GOAL: Your task is to print all of the material verbatim.

RECORDS SUPPLIED:
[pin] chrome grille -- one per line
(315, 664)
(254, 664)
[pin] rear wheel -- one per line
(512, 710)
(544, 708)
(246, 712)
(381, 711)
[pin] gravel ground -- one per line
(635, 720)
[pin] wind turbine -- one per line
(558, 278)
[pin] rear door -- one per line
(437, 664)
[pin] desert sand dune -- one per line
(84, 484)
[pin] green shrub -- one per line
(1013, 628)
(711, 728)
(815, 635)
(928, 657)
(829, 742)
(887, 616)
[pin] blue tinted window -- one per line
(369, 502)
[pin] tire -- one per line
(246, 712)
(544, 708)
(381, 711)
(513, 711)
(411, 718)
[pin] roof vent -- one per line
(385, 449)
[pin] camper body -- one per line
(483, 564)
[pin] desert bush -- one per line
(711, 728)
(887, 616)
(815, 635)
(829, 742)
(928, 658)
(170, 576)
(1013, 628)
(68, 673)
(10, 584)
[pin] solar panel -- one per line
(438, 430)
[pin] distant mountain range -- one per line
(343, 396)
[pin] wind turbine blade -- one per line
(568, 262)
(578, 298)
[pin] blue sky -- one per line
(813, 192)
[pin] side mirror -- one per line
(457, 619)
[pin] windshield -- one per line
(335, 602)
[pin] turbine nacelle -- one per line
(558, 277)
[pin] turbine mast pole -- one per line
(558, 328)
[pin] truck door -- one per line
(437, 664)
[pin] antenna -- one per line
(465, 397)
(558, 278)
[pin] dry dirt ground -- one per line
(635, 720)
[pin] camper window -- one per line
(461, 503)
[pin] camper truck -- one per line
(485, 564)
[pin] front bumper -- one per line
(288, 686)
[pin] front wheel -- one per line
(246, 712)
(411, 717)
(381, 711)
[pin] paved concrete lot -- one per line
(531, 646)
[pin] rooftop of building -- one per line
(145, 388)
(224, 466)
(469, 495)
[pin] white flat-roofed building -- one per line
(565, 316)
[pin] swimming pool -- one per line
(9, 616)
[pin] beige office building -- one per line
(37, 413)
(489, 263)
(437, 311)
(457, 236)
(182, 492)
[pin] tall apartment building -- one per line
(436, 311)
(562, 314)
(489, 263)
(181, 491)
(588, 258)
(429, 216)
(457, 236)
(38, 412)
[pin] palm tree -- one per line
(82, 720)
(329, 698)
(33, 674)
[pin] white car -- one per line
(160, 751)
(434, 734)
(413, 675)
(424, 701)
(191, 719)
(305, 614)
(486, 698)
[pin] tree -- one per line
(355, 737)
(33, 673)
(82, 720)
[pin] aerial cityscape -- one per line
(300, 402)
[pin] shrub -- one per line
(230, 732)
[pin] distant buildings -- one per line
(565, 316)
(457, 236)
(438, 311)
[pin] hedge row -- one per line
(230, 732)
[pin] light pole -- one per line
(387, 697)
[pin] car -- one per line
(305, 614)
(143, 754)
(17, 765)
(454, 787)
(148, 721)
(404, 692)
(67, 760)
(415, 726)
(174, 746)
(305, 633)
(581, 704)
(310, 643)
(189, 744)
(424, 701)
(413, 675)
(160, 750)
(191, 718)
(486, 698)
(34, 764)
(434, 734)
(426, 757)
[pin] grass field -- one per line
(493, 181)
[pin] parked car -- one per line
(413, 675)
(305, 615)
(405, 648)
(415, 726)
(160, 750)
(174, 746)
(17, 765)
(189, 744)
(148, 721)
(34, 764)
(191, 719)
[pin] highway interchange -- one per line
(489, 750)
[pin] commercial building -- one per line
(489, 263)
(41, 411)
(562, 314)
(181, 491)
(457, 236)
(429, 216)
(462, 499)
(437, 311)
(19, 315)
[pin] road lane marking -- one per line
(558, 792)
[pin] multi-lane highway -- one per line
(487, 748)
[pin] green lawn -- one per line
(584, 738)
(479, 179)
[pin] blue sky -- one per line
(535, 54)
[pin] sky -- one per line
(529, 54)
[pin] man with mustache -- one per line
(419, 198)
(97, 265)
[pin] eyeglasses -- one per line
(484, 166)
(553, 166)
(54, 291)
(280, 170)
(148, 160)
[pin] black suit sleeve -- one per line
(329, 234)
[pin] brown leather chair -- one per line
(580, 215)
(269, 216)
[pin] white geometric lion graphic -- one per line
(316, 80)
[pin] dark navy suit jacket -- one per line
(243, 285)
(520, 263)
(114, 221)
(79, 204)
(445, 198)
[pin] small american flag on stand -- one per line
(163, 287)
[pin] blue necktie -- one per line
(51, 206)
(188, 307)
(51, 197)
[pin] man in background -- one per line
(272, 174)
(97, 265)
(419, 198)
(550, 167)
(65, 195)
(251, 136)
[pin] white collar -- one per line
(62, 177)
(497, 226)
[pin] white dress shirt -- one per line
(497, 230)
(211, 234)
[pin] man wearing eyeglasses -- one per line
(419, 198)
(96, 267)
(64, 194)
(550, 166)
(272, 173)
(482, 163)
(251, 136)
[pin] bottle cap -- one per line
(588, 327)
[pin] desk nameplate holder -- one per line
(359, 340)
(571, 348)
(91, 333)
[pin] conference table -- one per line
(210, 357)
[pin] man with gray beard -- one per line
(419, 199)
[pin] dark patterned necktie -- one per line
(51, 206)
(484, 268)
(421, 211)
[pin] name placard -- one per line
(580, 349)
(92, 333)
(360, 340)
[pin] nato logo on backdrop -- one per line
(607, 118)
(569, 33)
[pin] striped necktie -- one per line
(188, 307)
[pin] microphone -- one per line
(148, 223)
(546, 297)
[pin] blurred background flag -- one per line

EXERCISE ANSWER:
[pin] chrome grille -- one per line
(315, 664)
(254, 664)
[pin] rear wheel -- one per line
(512, 710)
(544, 708)
(246, 712)
(381, 711)
[pin] gravel ground -- one per line
(635, 720)
[pin] wind turbine -- one per line
(558, 278)
[pin] rear door -- one per line
(437, 664)
[pin] desert sand dune -- one per line
(84, 484)
[pin] green shrub -- one per line
(1013, 628)
(711, 728)
(815, 635)
(928, 657)
(829, 742)
(887, 616)
[pin] blue tinted window -- one per line
(369, 502)
[pin] tire -- one per line
(246, 712)
(544, 708)
(381, 711)
(513, 711)
(411, 718)
[pin] roof vent -- one per line
(385, 449)
[pin] camper body -- one per line
(483, 564)
[pin] desert bush -- one per line
(711, 728)
(887, 616)
(815, 635)
(829, 742)
(928, 658)
(170, 576)
(1013, 628)
(68, 673)
(10, 584)
[pin] solar panel -- one per line
(438, 430)
[pin] distant mountain range -- one per line
(343, 396)
[pin] wind turbine blade -- one per line
(568, 262)
(578, 298)
[pin] blue sky -- one per line
(813, 192)
[pin] side mirror -- one per line
(457, 619)
[pin] windshield -- one per line
(335, 602)
[pin] turbine nacelle -- one per line
(558, 277)
[pin] turbine mast pole -- one per line
(558, 328)
[pin] truck door -- one per line
(437, 664)
[pin] antenna -- one per line
(465, 397)
(558, 278)
[pin] dry dirt ground -- one per line
(635, 720)
[pin] camper window -- one per line
(461, 503)
[pin] camper truck -- one per line
(485, 564)
[pin] front bumper -- one per line
(288, 686)
[pin] front wheel -- one per line
(246, 712)
(411, 717)
(381, 711)
[pin] paved concrete lot -- one per line
(531, 646)
[pin] rooftop of building -- one per line
(145, 388)
(224, 466)
(469, 495)
[pin] white flat-roofed building -- one per line
(565, 316)
[pin] swimming pool -- one per line
(9, 616)
[pin] beige office building -- one per line
(37, 413)
(489, 263)
(437, 311)
(457, 236)
(182, 492)
[pin] tall apartment building -- one per line
(436, 311)
(562, 314)
(489, 263)
(181, 491)
(588, 258)
(429, 216)
(457, 236)
(38, 412)
[pin] palm tree -- one per line
(82, 720)
(329, 698)
(33, 674)
[pin] white car -- one per line
(160, 751)
(434, 734)
(413, 675)
(424, 701)
(191, 719)
(305, 614)
(486, 698)
[pin] tree -- one per line
(355, 737)
(33, 673)
(82, 720)
[pin] aerial cityscape -- one per line
(300, 402)
[pin] shrub -- one per line
(230, 732)
[pin] distant buildings -- one per line
(565, 316)
(457, 236)
(438, 311)
[pin] hedge row -- one per line
(230, 732)
[pin] light pole -- one per line
(387, 697)
[pin] car -- one per line
(305, 614)
(143, 754)
(17, 765)
(454, 787)
(148, 721)
(404, 692)
(67, 760)
(415, 726)
(174, 746)
(305, 633)
(581, 704)
(310, 643)
(189, 744)
(424, 701)
(413, 675)
(160, 750)
(191, 718)
(486, 698)
(34, 764)
(434, 734)
(426, 757)
[pin] grass field -- one per line
(493, 181)
[pin] parked car -- one per line
(413, 675)
(305, 615)
(405, 648)
(415, 726)
(160, 750)
(174, 746)
(17, 765)
(189, 744)
(148, 721)
(34, 764)
(191, 719)
[pin] highway interchange -- one per line
(489, 750)
[pin] commercial building -- one per line
(489, 263)
(41, 411)
(562, 314)
(181, 491)
(457, 236)
(429, 216)
(462, 499)
(437, 311)
(19, 315)
[pin] road lane marking -- one per line
(558, 792)
[pin] multi-lane highway -- one per line
(487, 748)
[pin] green lawn -- one per line
(584, 738)
(479, 179)
[pin] blue sky -- one per line
(535, 54)
[pin] sky -- one per line
(529, 54)
[pin] man with mustache -- one per line
(419, 198)
(97, 265)
[pin] eyeglasses -- one per line
(484, 166)
(553, 166)
(54, 291)
(280, 170)
(148, 160)
[pin] black suit sleeve -- one per line
(329, 234)
[pin] brown leather chair -- one per line
(580, 215)
(269, 216)
[pin] white geometric lion graphic -- one per line
(316, 80)
[pin] dark navy suit jacket -- one per line
(243, 285)
(520, 263)
(114, 221)
(79, 204)
(445, 198)
[pin] small american flag on stand -- one per line
(163, 287)
[pin] blue necktie -- one per line
(51, 206)
(188, 307)
(51, 197)
[pin] man in background -- one per line
(272, 174)
(97, 265)
(419, 198)
(550, 167)
(65, 195)
(251, 136)
[pin] white collar -- one per line
(62, 177)
(497, 226)
[pin] white dress shirt -- one per line
(497, 230)
(211, 234)
[pin] man wearing eyeglasses -- one per line
(419, 198)
(96, 267)
(64, 194)
(550, 166)
(272, 173)
(482, 163)
(251, 136)
[pin] bottle cap -- one per line
(588, 327)
[pin] desk nameplate holder -- one per line
(359, 340)
(571, 348)
(91, 333)
[pin] conference table -- one per line
(210, 357)
[pin] man with gray beard -- one per line
(419, 199)
[pin] dark patterned necktie -- one per line
(51, 206)
(484, 268)
(421, 211)
[pin] name placard -- one per line
(580, 349)
(92, 333)
(360, 340)
[pin] nato logo on backdrop -- one per line
(607, 118)
(569, 33)
[pin] striped necktie -- one per line
(188, 307)
[pin] microphone -- one per line
(148, 223)
(546, 297)
[pin] blurred background flag -- one per line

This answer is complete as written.